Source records
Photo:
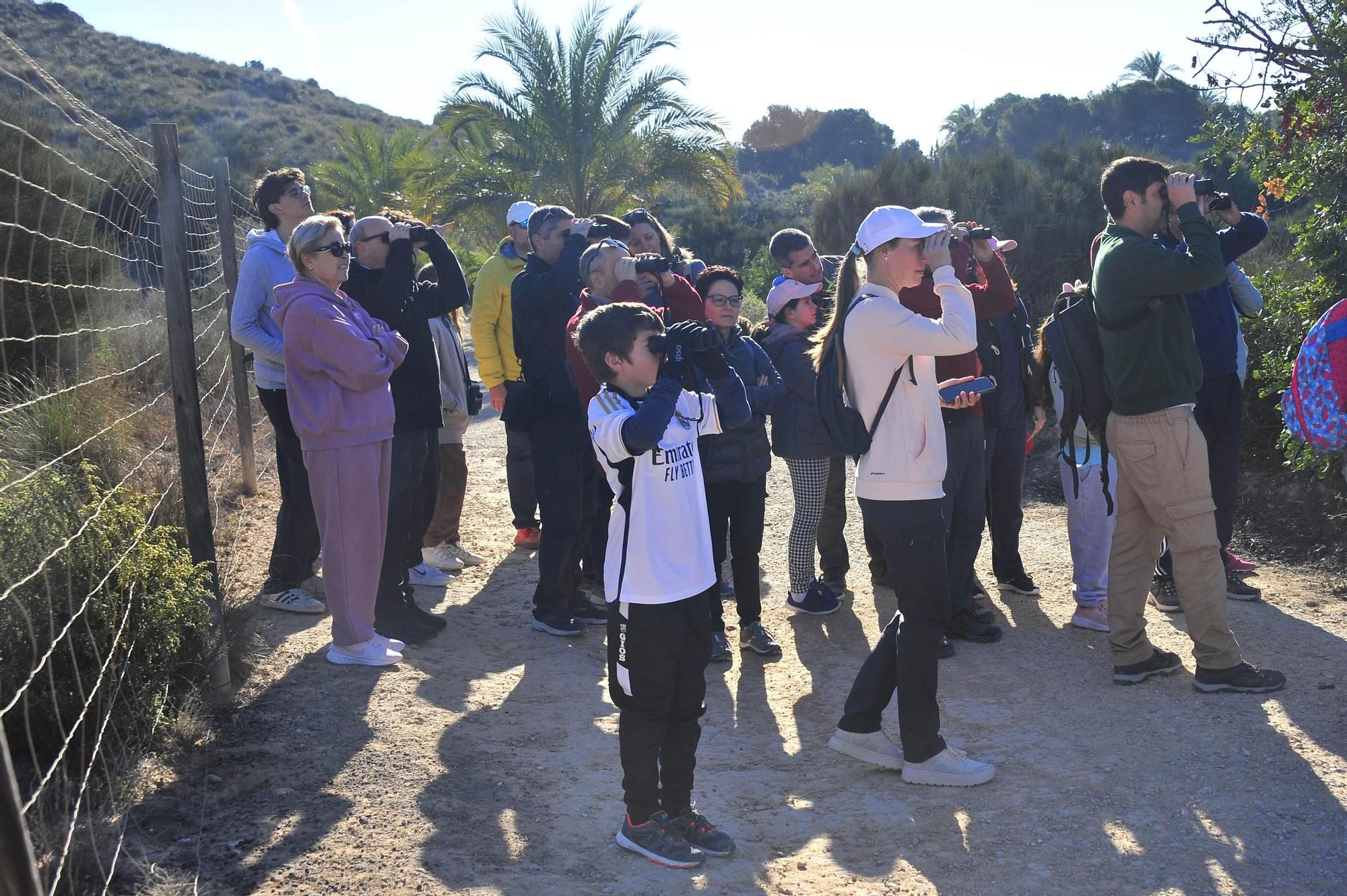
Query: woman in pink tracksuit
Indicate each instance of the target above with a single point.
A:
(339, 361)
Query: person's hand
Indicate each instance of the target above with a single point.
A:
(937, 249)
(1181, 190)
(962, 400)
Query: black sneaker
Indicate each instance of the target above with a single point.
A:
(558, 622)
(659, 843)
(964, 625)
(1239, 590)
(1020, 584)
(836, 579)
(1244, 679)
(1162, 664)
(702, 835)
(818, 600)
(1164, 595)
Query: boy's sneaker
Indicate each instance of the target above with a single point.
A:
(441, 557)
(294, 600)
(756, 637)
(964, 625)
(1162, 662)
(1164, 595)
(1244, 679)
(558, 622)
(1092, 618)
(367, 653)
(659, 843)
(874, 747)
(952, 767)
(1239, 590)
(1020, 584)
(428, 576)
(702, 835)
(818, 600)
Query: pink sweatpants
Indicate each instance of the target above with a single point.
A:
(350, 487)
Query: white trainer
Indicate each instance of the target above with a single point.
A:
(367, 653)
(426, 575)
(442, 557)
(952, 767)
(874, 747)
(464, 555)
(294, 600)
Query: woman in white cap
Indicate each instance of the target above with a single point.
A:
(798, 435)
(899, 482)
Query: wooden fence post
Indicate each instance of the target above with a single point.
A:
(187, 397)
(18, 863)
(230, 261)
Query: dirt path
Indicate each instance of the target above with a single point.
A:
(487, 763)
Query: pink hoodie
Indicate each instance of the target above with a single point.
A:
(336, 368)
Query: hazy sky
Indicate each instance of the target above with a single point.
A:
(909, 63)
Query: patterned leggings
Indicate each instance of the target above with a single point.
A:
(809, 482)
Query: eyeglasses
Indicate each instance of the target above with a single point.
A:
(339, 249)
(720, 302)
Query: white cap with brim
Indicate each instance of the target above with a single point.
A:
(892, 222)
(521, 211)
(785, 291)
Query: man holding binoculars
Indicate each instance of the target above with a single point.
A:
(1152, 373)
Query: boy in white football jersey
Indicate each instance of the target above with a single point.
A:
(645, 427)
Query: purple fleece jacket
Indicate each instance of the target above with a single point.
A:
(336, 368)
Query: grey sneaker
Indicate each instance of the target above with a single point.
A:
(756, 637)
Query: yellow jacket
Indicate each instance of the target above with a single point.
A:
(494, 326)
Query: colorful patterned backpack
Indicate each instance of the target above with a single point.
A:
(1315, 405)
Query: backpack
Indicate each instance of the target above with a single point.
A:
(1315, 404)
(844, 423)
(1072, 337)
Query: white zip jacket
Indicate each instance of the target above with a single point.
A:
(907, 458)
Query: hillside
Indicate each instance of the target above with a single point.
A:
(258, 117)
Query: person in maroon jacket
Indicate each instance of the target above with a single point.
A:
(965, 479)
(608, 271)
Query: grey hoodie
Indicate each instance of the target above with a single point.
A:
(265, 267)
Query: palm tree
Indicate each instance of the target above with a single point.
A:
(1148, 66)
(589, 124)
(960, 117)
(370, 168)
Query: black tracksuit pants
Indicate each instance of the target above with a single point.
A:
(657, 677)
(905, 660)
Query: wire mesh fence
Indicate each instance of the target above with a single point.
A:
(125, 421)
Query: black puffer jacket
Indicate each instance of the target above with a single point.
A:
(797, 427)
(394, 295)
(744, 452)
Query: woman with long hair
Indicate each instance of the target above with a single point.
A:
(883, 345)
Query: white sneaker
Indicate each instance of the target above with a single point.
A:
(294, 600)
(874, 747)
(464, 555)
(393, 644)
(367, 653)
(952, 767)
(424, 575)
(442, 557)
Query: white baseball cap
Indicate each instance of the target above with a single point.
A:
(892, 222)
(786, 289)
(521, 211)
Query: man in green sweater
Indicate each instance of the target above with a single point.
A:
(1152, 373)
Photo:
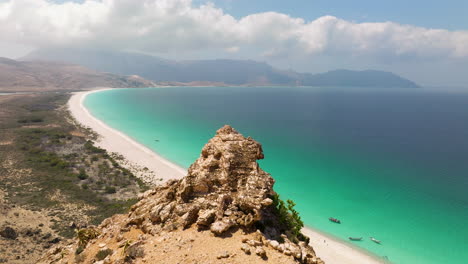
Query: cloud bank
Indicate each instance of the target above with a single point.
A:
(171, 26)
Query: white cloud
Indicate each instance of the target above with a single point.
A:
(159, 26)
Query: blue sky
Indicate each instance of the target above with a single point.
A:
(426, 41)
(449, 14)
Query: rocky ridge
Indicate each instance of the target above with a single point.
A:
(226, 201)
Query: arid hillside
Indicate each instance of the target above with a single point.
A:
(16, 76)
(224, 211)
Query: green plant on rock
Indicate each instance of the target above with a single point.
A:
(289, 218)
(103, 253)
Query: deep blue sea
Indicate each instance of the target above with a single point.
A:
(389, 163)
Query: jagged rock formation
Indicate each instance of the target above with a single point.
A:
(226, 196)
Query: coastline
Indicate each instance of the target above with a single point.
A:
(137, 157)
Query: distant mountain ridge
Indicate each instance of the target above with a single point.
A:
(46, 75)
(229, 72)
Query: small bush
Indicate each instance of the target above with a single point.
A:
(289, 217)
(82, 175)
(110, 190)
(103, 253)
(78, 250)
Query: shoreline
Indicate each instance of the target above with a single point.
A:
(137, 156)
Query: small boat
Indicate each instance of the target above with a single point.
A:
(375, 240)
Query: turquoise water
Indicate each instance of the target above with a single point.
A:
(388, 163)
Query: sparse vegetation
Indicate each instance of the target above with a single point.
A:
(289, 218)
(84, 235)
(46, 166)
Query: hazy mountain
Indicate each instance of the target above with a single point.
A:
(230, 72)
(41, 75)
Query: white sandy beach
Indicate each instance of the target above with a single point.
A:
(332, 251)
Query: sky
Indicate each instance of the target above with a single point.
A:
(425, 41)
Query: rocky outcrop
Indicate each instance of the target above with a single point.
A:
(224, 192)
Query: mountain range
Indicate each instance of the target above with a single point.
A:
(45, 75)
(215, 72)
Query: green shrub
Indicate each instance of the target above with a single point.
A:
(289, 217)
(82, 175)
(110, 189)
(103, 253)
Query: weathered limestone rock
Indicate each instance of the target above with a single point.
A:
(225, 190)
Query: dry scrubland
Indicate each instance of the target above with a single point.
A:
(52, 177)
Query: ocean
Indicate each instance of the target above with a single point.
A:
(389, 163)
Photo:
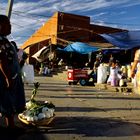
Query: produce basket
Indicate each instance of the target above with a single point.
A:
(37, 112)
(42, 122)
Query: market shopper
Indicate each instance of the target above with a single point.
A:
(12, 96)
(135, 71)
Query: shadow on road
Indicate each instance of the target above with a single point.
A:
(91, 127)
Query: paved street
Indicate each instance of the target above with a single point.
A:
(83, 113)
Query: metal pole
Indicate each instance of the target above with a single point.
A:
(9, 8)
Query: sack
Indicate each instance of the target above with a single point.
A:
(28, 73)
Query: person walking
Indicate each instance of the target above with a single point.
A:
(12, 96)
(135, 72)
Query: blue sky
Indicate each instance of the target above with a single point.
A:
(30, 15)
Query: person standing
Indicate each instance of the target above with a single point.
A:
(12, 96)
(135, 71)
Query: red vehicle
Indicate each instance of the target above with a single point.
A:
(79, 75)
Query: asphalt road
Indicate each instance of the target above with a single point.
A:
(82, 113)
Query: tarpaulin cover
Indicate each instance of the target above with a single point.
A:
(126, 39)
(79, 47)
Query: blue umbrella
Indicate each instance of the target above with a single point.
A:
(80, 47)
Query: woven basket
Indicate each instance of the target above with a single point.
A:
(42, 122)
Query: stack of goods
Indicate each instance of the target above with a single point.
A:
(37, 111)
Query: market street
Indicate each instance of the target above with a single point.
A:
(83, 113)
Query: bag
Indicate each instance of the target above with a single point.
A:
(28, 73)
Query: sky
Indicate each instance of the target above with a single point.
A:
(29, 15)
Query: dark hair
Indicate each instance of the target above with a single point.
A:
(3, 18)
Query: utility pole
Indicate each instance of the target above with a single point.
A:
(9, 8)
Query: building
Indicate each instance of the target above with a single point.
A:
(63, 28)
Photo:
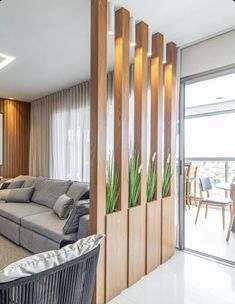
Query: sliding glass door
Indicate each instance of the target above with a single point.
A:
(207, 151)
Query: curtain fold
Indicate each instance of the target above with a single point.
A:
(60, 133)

**Exercise goal**
Count every line of the data above where "pink" appears, and give the total only.

**Solution to the exercise**
3